● **TASK 1**:
In the string conversion thread, which C++ standard deprecated the codecvt header?
● **TASK 2**:
In the string conversion thread, why does the utf-8 implementation use std::conditional on sizeof(wchar_t) when choosing the converter?
● **TASK 3**:
Return everything in the string conversion thread from "Assuming that your" down to "wstring_to_utf8(std::wstring const& str)".

● **QUOTED PASSAGE**:
Searched google and used some techniques but they can't assign the exact content. The content is distorted.

Upvotes: 237

Views: 428250

Answers (20)

Johann Gerell
Johann Gerell

Reputation: 25581

NOTE! See Note (2023-10-05) at the bottom!

Assuming that the input string in your example (おはよう) is a UTF-8 encoded (which it isn't, by the looks of it, but let's assume it is for the sake of this explanation :-)) representation of a Unicode string of your interest, then your problem can be fully solved with the standard library (C++11 and newer) alone.

The TL;DR version:

#include <locale>
#include <codecvt>
#include <string>

std::wstring_convert<std::codecvt_utf8_utf16<wchar_t>> converter;
std::string narrow = converter.to_bytes(wide_utf16_source_string);
std::wstring wide = converter.from_bytes(narrow_utf8_source_string);

Longer online compilable and runnable example:

(They all show the same example. There are just many for redundancy...)

Note (old):

As pointed out in the comments and explained in https://stackoverflow.com/a/17106065/6345 there are cases when using the standard library to convert between UTF-8 and UTF-16 might give unexpected differences in the results on different platforms. For a better conversion, consider std::codecvt_utf8 as described on http://en.cppreference.com/w/cpp/locale/codecvt_utf8

Note (new):

Since the codecvt header is deprecated in C++17, some worry about the solution presented in this answer were raised. However, the C++ standards committee added an important statement in http://www.open-std.org/jtc1/sc22/wg21/docs/papers/2017/p0618r0.html saying

this library component should be retired to Annex D, along side , until a suitable replacement is standardized.

So in the foreseeable future, the codecvt solution in this answer is safe and portable.

Note (2023-10-05):

Proposal to remove the deprecated codecvt and wstring_convert in C++26:

Upvotes: 303

Chronial
Chronial

Reputation: 70653

utf-8 implementation

Assuming that your std::string is utf8-encoded, this is a platform-independent implementation of wstring-string conversion functions:

#include <codecvt>
#include <locale>
#include <string>
#include <type_traits>

std::string wstring_to_utf8(std::wstring const& str)
{
  std::wstring_convert<std::conditional<
        sizeof(wchar_t) == 4,
        std::codecvt_utf8<wchar_t>,
        std::codecvt_utf8_utf16<wchar_t>>::type> converter;
  return converter.to_bytes(str);
}

std::wstring utf8_to_wstring(std::string const& str)
{
  std::wstring_convert<std::conditional<
        sizeof(wchar_t) == 4,
        std::codecvt_utf8<wchar_t>,
        std::codecvt_utf8_utf16<wchar_t>>::type> converter;
  return converter.from_bytes(str);
}

The currently most upvoted answer looks similar, but produces incorrect results for non-BMP characters (i.e. Emojis 🚒) on non-Windows platforms. wchar_t is UTF-16 on windows, but UTF-32 everywhere else. The std::conditional takes care of that distinction.

MSVC Deprecation Warning

On msvc this might generate some deprecation warnings. You can disable these by wrapping the functions in

#pragma warning(push)
#pragma warning(disable : 4996)

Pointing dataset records
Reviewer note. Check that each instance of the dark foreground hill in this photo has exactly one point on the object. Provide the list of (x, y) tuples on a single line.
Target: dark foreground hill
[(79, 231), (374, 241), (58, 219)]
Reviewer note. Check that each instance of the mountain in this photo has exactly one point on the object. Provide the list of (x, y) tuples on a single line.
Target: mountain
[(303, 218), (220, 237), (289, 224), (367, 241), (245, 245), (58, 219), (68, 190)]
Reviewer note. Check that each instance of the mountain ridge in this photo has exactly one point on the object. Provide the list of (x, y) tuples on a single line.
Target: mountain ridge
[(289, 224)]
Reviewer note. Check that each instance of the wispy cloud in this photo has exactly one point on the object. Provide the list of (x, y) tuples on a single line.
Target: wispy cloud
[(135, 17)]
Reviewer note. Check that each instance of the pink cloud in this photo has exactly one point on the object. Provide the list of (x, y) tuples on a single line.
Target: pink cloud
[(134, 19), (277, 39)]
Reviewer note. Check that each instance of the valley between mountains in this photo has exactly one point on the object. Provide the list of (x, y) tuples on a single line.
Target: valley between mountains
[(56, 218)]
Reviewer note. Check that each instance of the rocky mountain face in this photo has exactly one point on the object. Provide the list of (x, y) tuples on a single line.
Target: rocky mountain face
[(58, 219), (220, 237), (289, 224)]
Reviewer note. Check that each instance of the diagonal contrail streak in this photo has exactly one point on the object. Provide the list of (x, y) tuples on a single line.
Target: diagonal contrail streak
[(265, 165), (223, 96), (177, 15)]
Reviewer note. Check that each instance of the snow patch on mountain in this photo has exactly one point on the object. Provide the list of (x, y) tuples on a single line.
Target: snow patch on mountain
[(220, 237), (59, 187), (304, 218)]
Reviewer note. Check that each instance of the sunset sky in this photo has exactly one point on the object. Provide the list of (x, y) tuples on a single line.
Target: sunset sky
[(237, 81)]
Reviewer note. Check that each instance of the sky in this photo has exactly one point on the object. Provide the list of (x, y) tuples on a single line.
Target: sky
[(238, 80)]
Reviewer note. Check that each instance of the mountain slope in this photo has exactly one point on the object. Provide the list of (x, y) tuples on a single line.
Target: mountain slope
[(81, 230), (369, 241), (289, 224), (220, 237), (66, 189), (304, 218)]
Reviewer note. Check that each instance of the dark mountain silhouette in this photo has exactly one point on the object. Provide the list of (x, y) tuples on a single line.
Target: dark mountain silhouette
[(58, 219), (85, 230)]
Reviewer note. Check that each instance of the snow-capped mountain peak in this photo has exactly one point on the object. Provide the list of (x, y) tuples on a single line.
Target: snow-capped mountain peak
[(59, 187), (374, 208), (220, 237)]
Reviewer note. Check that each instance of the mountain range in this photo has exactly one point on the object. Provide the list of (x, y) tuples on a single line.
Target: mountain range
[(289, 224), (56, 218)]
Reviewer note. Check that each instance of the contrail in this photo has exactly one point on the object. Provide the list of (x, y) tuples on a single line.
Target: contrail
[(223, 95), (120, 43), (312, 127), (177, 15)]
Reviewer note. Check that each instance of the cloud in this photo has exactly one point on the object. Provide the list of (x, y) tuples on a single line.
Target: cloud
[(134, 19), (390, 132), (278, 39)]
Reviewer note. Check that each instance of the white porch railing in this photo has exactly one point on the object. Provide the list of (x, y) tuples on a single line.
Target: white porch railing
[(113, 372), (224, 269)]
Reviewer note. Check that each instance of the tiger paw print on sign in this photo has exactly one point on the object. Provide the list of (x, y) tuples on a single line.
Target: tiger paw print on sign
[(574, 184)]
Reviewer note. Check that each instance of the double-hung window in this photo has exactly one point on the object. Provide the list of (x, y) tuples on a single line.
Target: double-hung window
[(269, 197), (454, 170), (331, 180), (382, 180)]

● **WRITTEN REPLY 1**:
C++17

● **WRITTEN REPLY 2**:
wchar_t is UTF-16 on Windows but UTF-32 on other platforms. Without that distinction, the approach in the most upvoted answer gives incorrect results for non-BMP characters such as emojis on non-Windows platforms. std::conditional picks codecvt_utf8 when wchar_t is 4 bytes and codecvt_utf8_utf16 otherwise.

● **WRITTEN REPLY 3**:
Assuming that your std::string is utf8-encoded, this is a platform-independent implementation of wstring-string conversion functions:

#include <codecvt>
#include <locale>
#include <string>
#include <type_traits>

std::string wstring_to_utf8(std::wstring const& str)